All entries are to be given again verbatim.

[Location identification entries]
++++

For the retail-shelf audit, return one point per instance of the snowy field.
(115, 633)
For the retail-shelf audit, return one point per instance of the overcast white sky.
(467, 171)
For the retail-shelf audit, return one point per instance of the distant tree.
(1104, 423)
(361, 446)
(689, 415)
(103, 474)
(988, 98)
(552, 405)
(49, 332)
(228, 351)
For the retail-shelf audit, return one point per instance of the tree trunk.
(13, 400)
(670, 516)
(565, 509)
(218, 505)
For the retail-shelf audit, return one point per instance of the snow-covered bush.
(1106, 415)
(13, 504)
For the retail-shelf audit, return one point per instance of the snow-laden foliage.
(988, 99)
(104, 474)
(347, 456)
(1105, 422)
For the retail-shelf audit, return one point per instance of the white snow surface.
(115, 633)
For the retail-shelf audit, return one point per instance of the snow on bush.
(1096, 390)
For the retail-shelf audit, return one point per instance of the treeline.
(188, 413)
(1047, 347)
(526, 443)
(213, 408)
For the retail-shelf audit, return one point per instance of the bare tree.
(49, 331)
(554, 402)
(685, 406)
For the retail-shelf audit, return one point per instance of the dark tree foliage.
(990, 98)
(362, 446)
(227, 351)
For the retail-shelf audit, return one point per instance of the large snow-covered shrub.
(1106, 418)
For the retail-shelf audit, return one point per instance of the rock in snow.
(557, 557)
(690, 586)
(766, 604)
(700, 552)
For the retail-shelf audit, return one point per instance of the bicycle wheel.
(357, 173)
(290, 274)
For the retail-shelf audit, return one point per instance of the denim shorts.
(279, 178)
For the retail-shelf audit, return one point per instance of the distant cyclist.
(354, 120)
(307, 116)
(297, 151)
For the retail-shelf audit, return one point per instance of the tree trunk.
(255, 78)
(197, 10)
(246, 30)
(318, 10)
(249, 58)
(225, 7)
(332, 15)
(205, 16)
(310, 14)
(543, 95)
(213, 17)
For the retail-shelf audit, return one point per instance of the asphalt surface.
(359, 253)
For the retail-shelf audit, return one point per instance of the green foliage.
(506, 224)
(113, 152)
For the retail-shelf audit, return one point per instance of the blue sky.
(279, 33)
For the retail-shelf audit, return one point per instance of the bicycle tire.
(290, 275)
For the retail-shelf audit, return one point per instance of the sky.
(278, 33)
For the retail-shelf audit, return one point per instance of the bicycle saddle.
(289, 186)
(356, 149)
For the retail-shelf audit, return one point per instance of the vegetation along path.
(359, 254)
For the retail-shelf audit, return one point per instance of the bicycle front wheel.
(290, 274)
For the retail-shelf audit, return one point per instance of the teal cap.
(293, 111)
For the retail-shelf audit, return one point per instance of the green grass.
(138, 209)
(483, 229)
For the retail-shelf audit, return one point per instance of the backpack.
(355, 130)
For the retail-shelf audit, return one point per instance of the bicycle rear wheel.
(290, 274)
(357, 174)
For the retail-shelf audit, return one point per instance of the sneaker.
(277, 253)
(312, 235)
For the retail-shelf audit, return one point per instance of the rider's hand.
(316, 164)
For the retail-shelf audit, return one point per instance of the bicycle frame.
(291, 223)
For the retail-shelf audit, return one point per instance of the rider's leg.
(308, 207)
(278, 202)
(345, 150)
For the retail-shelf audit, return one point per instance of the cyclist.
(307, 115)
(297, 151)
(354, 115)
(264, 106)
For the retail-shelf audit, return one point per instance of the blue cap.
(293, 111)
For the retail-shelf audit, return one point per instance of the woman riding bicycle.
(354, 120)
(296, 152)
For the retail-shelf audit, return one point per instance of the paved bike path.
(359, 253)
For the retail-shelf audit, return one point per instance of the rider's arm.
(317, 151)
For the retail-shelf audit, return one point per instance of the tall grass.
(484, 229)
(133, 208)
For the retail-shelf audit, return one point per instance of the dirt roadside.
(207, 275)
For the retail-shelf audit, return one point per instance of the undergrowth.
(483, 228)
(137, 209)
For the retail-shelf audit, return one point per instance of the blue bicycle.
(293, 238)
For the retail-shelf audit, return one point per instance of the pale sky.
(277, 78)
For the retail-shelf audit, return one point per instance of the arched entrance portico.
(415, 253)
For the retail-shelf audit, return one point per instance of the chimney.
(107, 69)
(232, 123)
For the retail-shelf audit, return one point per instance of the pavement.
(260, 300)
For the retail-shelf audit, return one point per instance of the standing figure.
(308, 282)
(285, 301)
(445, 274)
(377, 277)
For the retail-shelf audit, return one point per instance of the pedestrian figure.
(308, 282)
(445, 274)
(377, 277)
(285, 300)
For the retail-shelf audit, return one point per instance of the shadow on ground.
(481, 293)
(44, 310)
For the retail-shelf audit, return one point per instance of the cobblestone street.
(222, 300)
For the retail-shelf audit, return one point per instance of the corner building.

++++

- **Output below**:
For the retail-shelf audit, return one point per instance of the snowy field.
(115, 633)
For the retail-shelf audit, return one point per instance of the overcast white sky.
(467, 171)
For the retail-shelf audit, return one point per instance of the distant tree.
(1104, 423)
(361, 446)
(689, 415)
(103, 474)
(988, 98)
(552, 405)
(49, 332)
(228, 351)
For the retail-shelf audit, return one point per instance of the tree trunk.
(13, 400)
(670, 516)
(565, 509)
(218, 505)
For the retail-shelf audit, return one point per instance of the snow-covered bush.
(1106, 415)
(13, 504)
For the retail-shelf audit, return one point per instance of the snow-laden foliage.
(988, 99)
(104, 474)
(347, 456)
(1105, 422)
For the retail-shelf audit, return one point per instance of the white snow surface.
(115, 633)
For the retail-shelf audit, return one point per instance of the snow on bush.
(1096, 390)
For the retail-shelf audit, return one point per instance of the treeline.
(188, 413)
(1047, 347)
(526, 443)
(213, 408)
For the retail-shelf audit, return one point per instance of the bare tree.
(49, 331)
(554, 402)
(685, 406)
For the retail-shelf audit, return one point per instance of the dark tree foliage.
(990, 98)
(362, 446)
(227, 351)
For the retail-shelf audit, return one point per instance of the large snow-covered shrub.
(1106, 418)
For the retail-shelf audit, return one point per instance of the rock in snow.
(557, 557)
(690, 586)
(766, 604)
(700, 552)
For the retail-shelf audit, return one point per instance of the bicycle wheel.
(357, 173)
(290, 274)
For the retail-shelf audit, return one point per instance of the denim shorts.
(279, 178)
For the retail-shelf audit, return one point per instance of the distant cyclist.
(354, 120)
(307, 116)
(297, 151)
For the retail-shelf audit, return one point per instance of the tree trunk.
(255, 78)
(197, 10)
(246, 30)
(318, 10)
(249, 58)
(225, 7)
(332, 15)
(205, 16)
(310, 14)
(543, 95)
(213, 17)
For the retail-shelf audit, return one point per instance of the asphalt surface.
(359, 253)
For the retail-shelf audit, return one point per instance of the green foliage.
(506, 224)
(113, 152)
For the retail-shelf audit, return one point per instance of the blue sky.
(279, 33)
For the retail-shelf audit, return one point per instance of the bicycle tire.
(290, 275)
For the retail-shelf audit, return one point per instance of the sky.
(278, 33)
For the retail-shelf audit, return one point per instance of the bicycle saddle.
(289, 186)
(356, 149)
For the retail-shelf audit, return one point per instance of the vegetation along path.
(359, 254)
For the retail-shelf audit, return one point per instance of the bicycle front wheel.
(290, 274)
For the retail-shelf audit, return one point per instance of the teal cap.
(293, 111)
For the retail-shelf audit, return one point per instance of the green grass.
(138, 209)
(483, 229)
For the retail-shelf audit, return one point per instance of the backpack.
(355, 130)
For the retail-shelf audit, return one point per instance of the bicycle rear wheel.
(290, 274)
(357, 174)
For the retail-shelf audit, return one point per instance of the sneaker.
(277, 253)
(312, 235)
For the retail-shelf audit, return one point per instance of the rider's hand.
(316, 164)
For the retail-shelf audit, return one point per instance of the bicycle frame.
(291, 223)
For the retail-shelf audit, return one point per instance of the rider's leg.
(308, 207)
(278, 202)
(345, 150)
For the retail-shelf audit, return one point per instance of the cyclist.
(307, 115)
(297, 151)
(354, 115)
(264, 106)
For the retail-shelf audit, return one point per instance of the blue cap.
(293, 111)
For the retail-shelf audit, return one point per instance of the woman riding bicycle.
(354, 120)
(296, 152)
For the retail-shelf audit, return one point per instance of the paved bike path.
(359, 253)
For the retail-shelf audit, return one point per instance of the rider's arm.
(317, 151)
For the retail-shelf audit, return one point per instance of the tall grass.
(484, 229)
(133, 208)
For the retail-shelf audit, return one point per instance of the dirt roadside.
(207, 275)
For the retail-shelf audit, return one point per instance of the undergrowth.
(483, 228)
(137, 209)
For the retail-shelf audit, return one point per instance of the blue bicycle.
(293, 238)
For the retail-shelf audit, return one point per instance of the pale sky.
(277, 78)
For the retail-shelf audit, return one point per instance of the arched entrance portico.
(415, 253)
For the retail-shelf audit, return one point per instance of the chimney.
(107, 69)
(232, 123)
For the retail-shelf audit, return one point per instance of the pavement.
(260, 300)
For the retail-shelf audit, return one point per instance of the standing figure.
(308, 282)
(285, 301)
(445, 274)
(377, 277)
For the retail-shelf audit, return one point per instance of the pedestrian figure.
(308, 282)
(445, 274)
(377, 277)
(285, 300)
For the retail-shelf audit, return one point per instance of the shadow on ground.
(481, 293)
(44, 310)
For the retail-shelf audit, return one point per instance of the cobblestone street.
(222, 300)
For the retail-shelf audit, return one point per instance of the corner building.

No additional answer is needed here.